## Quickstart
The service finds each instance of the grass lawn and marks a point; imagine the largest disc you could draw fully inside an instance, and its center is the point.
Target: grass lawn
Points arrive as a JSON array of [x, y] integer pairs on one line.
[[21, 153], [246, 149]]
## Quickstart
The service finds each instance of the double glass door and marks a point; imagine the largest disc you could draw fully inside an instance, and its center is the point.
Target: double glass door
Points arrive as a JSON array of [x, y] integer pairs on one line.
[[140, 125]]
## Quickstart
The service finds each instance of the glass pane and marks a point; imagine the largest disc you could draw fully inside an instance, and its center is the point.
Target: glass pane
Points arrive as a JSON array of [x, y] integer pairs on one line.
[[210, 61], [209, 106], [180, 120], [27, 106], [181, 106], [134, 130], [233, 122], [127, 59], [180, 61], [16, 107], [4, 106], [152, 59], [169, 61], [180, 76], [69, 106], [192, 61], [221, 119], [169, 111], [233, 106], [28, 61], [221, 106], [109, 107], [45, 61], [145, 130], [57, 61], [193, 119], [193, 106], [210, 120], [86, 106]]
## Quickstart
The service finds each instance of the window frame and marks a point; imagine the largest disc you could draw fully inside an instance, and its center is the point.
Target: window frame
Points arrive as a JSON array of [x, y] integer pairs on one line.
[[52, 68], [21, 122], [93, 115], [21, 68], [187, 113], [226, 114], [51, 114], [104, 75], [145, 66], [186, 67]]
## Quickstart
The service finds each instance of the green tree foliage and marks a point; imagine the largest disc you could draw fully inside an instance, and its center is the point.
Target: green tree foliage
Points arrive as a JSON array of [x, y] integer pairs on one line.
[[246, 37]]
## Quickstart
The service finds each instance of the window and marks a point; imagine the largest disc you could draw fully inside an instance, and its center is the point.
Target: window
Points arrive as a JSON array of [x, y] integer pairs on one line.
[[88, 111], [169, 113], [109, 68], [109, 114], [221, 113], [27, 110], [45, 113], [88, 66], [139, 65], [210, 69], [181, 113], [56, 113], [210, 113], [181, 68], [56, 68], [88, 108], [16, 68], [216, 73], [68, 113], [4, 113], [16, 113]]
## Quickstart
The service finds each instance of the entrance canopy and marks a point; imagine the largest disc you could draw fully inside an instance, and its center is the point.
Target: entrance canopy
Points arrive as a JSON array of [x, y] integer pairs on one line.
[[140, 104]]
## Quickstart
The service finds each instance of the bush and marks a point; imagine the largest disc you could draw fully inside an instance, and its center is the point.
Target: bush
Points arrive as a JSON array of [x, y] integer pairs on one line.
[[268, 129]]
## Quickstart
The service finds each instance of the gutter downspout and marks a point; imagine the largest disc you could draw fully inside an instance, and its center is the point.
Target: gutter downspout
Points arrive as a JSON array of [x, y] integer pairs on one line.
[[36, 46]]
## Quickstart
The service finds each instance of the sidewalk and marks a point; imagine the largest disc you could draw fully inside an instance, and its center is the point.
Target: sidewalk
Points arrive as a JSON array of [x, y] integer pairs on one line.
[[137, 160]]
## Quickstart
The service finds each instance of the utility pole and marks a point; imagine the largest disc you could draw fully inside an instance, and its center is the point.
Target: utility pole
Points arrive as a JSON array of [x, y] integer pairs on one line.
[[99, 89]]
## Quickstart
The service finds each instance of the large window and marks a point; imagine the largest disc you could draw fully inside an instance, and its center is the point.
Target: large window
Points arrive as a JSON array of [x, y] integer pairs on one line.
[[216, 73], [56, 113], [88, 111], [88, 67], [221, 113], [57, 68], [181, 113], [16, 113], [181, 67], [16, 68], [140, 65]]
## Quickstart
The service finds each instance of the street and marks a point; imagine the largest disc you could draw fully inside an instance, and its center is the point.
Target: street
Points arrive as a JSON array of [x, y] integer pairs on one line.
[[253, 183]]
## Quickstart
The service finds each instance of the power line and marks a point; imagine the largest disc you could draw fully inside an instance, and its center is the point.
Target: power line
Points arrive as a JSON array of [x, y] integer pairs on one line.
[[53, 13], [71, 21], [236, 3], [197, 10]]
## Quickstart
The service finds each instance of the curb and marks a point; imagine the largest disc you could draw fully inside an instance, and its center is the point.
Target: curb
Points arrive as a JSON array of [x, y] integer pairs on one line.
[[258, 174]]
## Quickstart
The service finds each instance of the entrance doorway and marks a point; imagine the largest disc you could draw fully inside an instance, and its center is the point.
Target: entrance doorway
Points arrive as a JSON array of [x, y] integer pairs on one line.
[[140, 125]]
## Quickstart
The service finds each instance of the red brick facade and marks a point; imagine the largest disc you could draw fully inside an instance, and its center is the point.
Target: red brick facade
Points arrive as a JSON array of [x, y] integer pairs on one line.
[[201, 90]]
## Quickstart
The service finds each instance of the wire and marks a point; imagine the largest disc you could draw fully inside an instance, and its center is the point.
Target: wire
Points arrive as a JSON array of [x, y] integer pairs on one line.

◇ ◇ ◇ ◇ ◇ ◇ ◇

_Requirement_:
Lines in the data that hold "pole" must be located and copied.

_Reply to the exercise_:
The service finds each instance of the utility pole and marks a point; imagine the largest disc you could draw fully inside an instance, and its center is the point.
Target: utility pole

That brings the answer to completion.